• Work required
Rewrite every line of the listing below, from the line containing "Mark one point on every instance of the white building" through the end of the listing, both ends included, and add 63 to each x and y coordinate in the answer points. Leave all other text in those lines unchanged.

╭─ Source material

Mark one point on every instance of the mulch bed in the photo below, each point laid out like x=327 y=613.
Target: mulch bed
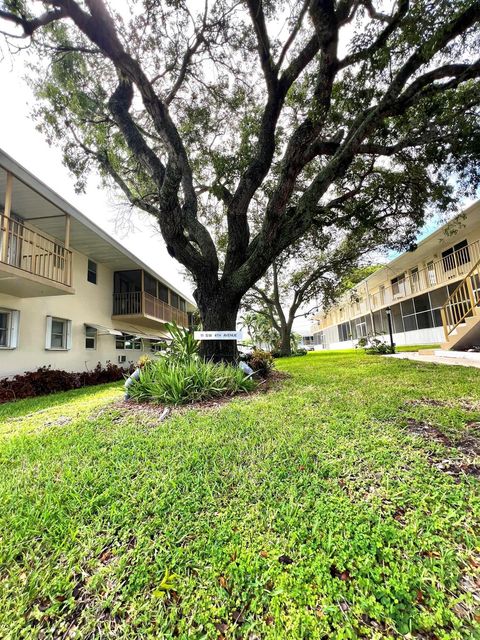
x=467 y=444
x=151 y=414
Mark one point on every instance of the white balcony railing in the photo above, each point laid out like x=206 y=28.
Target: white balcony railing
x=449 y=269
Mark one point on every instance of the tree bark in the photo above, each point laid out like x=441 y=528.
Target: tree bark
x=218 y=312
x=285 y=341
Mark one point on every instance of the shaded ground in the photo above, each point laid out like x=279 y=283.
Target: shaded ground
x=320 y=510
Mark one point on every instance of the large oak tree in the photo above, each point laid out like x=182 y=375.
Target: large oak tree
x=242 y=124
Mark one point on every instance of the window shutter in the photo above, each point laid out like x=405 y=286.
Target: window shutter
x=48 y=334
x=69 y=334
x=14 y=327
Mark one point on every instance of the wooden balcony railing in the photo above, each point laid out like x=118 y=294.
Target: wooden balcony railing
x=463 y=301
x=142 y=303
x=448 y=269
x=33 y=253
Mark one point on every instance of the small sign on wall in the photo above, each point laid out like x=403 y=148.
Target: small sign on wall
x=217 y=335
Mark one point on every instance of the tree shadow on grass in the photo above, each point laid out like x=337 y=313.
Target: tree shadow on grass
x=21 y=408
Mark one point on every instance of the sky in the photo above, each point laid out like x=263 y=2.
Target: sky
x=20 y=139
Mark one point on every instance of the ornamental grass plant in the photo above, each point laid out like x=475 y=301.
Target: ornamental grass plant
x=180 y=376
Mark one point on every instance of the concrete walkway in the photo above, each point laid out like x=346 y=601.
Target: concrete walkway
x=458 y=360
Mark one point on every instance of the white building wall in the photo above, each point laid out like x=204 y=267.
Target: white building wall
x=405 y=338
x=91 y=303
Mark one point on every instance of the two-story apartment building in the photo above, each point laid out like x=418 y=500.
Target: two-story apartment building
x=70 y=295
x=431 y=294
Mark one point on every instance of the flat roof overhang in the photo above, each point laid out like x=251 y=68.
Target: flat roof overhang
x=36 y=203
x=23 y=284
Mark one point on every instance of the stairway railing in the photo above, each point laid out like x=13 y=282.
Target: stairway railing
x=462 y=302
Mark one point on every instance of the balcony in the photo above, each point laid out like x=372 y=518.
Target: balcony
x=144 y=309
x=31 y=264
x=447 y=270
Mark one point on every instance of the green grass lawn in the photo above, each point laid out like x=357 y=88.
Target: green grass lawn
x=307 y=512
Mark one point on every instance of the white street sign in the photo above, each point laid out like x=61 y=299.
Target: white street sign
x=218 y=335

╰─

• Written response
Mark one point on every instance of the white building wall in the photo above, each point laid out like x=204 y=267.
Target: white building wall
x=468 y=401
x=154 y=366
Mark one point on every instance of the two-story apartment building in the photo above, each point laid out like x=418 y=500.
Target: two-story apartment building
x=133 y=358
x=494 y=357
Mark one point on every instance of the flat roof overhang in the photo above, each point laid out like x=251 y=68.
Target: flat roof overhang
x=99 y=266
x=86 y=347
Mark one point on every instance of the stairway railing in the photo above, each point laid out like x=13 y=282.
Target: stairway railing
x=525 y=365
Mark one point on every instance of the balcony in the photo above, each point laid out like x=372 y=518.
Target: balcony
x=207 y=372
x=94 y=327
x=510 y=333
Mark one point on every instance of the green grass lawn in the photo above, each point laid out like x=357 y=88.
Target: green grass lawn
x=370 y=575
Mark one point on every instance of the white street sign in the photo above, each point laid out like x=61 y=299.
Target: white street sign
x=281 y=398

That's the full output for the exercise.